:: Sumber ::

JAKARTA (DutaJatim.com) - Tim Hukum Yayasan Perguruan Tinggi 17 Agustus 1945 Jakarta, kecewa terhadap putusan Majelis Pengawas Wilayah Notaris Provinsi DKI Jakarta yang menolak permohonannya dalam perkara dugaan pelanggaran kode etik oleh notaris Otty Hari Chandra Ubayani.
Otty sebelumnya dilaporkan Tim Hukum Yayasan ke Majelis Pengawas, karena diduga memalsukan akta jual beli saham PT Graha Mahardika dengan No Akta 20, tertanggal 11 Januari 2013.
"Kami keberatan dengan keputusan Majelis Pengawas Wilayah Notaris Provinsi DKI Jakarta yang menolak permohonan pengaduan kami, di saat persidangan pembahasan sebelumnya telah kami lampirkan bukti dihadapan majelis bahwa tidak hadirnya Sdri Michelle Darsono sebagai pembeli saham karena sedang berada di Amerika Serikat (AS), sehingga tidak memungkinkan untuk memberikan tanda tangan, " kata salah seorang Anggota Tim Hukum Yayasan, Diana (28/9/2020), sesaat usai sidang di Kompleks Kantor Wilayah Kementerian Hukum dan HAM DKI Jakarta.
Menurut Diana, nanti setelah menerima putusan ini, Tim Hukum akan mengajukan banding kepada Majelis Pengawas Pusat. "Kami akan mengajukan banding kepada Majelis Pengawas Pusat dengan harapan kami bahwa Majelis Pengawas Pusat Notaris akan mempertimbangkan upaya banding kami," ujarnya.
Sementara Anggota Tim Hukum lainnya, Naomi Yuni Anggarawati, mengatakan, "Kami duga bukti-bukti yang kami lampirkan tidak menjadi bahan pertimbangkan putusan majelis pengawas wilayah dan akta ini diduga untuk penipuan dan penggelapan oleh terpidana Tedja Widjaja, sesuai petikan putusan Mahkamah Agung Nomor 15K/Pid/2020 tertanggal 9 April 2020.
Akta yang diduga palsu tersebut bahkan telah dikonfirmasi dan dinyatakan langsung terpidana Tedja Widjaja dkk, baik dalam persidangan pada Pengadilan Negeri Jakarta Utara 1087/Pid.B/2018/PN.JKT.UTR yang sudah berkekuatan hukum tetap sesuai dengan keputusan MA 15K/Pid/2020 tertanggal 9 April 2020 maupun pada berita acara pemeriksaan (BAP) di Polda Metro Jaya.

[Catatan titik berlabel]
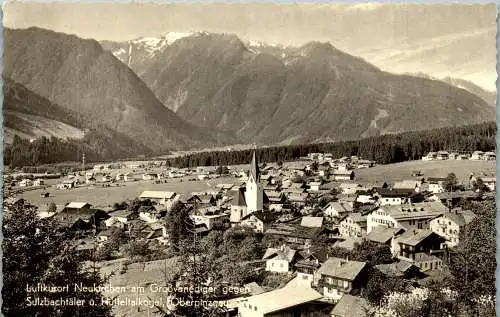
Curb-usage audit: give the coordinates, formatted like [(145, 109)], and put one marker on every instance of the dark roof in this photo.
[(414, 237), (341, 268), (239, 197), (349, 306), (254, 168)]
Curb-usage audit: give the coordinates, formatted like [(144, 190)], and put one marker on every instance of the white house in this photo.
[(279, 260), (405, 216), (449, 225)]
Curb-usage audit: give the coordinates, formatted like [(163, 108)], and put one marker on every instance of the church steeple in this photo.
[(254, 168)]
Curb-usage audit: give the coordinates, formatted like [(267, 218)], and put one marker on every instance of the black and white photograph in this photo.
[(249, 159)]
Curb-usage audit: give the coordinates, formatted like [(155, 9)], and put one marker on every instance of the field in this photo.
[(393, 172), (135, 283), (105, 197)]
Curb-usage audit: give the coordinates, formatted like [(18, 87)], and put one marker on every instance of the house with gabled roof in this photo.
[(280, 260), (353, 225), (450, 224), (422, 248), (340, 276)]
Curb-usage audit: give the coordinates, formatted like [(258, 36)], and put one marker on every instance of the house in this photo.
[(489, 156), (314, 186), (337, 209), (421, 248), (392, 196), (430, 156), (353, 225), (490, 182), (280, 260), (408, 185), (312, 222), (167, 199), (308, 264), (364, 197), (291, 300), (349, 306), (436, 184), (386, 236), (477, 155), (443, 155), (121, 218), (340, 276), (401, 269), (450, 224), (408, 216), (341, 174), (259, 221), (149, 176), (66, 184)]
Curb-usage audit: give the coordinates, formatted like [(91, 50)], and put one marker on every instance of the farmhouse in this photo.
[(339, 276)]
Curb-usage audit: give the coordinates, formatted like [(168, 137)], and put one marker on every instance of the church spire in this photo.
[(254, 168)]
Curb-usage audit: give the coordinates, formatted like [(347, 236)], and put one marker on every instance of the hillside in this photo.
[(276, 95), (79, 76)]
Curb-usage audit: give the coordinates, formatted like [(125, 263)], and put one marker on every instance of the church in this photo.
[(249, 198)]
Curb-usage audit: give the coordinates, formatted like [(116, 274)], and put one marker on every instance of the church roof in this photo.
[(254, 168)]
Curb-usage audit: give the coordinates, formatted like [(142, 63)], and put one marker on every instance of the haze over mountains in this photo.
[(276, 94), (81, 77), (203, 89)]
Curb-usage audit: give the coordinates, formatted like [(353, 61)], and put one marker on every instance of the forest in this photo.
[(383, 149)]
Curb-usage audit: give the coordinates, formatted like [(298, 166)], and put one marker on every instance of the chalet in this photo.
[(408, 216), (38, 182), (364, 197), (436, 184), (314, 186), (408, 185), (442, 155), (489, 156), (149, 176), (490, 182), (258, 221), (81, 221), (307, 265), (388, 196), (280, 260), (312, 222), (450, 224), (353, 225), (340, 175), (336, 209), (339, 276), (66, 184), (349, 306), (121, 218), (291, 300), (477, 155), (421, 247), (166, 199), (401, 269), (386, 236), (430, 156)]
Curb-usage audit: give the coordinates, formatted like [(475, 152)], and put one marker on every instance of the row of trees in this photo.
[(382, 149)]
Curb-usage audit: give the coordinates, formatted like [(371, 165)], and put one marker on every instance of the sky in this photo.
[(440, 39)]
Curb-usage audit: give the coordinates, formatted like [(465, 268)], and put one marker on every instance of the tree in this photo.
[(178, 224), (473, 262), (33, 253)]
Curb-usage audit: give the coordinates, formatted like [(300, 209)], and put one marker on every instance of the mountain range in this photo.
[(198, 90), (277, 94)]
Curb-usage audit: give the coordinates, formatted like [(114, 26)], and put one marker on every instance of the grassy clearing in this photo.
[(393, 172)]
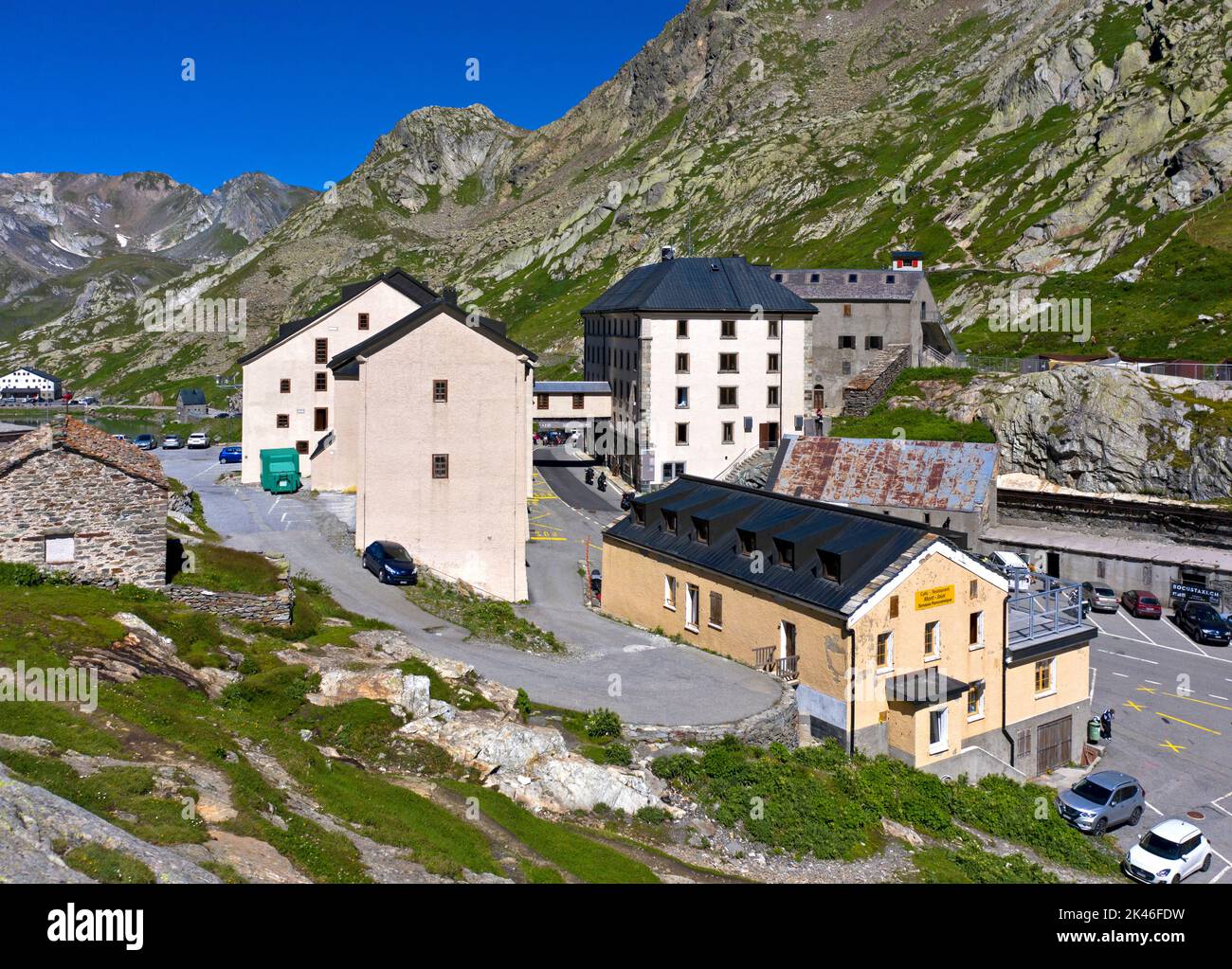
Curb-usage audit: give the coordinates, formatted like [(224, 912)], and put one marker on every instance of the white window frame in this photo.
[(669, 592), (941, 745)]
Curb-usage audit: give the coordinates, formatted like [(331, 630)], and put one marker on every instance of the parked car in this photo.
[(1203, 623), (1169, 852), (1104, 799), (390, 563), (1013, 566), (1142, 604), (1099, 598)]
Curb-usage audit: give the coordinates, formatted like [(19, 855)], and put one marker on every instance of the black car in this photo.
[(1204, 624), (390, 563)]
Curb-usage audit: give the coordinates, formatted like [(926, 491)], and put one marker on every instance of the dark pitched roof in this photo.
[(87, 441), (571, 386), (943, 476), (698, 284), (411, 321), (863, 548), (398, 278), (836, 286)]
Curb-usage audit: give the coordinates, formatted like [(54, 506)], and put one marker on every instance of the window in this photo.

:: Ketentuan Tugas ::
1) Jawablah pertanyaan berikut berdasarkan berita tentang pengaduan terhadap notaris:
(a) Akta apa yang diduga dipalsukan oleh notaris Otty Hari Chandra Ubayani?
(b) Di negara mana Michelle Darsono berada sehingga tidak bisa memberikan tanda tangan?
(c) Kepada siapa Tim Hukum akan mengajukan banding?
2) Teruskan berita tentang pengaduan terhadap notaris ini, dimulai setelah kalimat terakhirnya.
Item yang disertakan tidak dipakai dalam latihan ini.

:: Jawaban Latihan ::
1)
(a) Akta jual beli saham PT Graha Mahardika dengan No Akta 20, tertanggal 11 Januari 2013.
(b) Amerika Serikat (AS).
(c) Majelis Pengawas Pusat.

2)
Lokasi tanah yang aktanya diduga dipalsukan, berada di samping Universitas 17 Agustus 1945, Sunter, Jakarta. "Akta itu seolah-olah terjadi jual-beli antara Rudyono Darsono (pelapor) dan anaknya sendiri yaitu Michele Darsono," kata saksi fakta, Bambang Prabowo.
Tim Hukum dan penyidik Polda disebut telah mendapati bukti tidak adanya tandatangan Michele Darsono dan adanya coretan-coretan yang seolah-olah dari Rudyono Darsono.
Menurut Diana, Michele ketika itu sedang berada di Amerika Serikat (AS) sehingga tak memungkinkan untuk memberikan tandatangan.
Hal itu dibuktikan dengan paspor dan termasuk keterangan yang menyebut Michele sedang berada di AS guna mengenyam pendidikan. "Sudah dibuktikan ke majelis yang menyidangkan. Bukti sudah dikasih semua dan tidak ada tandatangannya ibu Michelle " ungkap Diana.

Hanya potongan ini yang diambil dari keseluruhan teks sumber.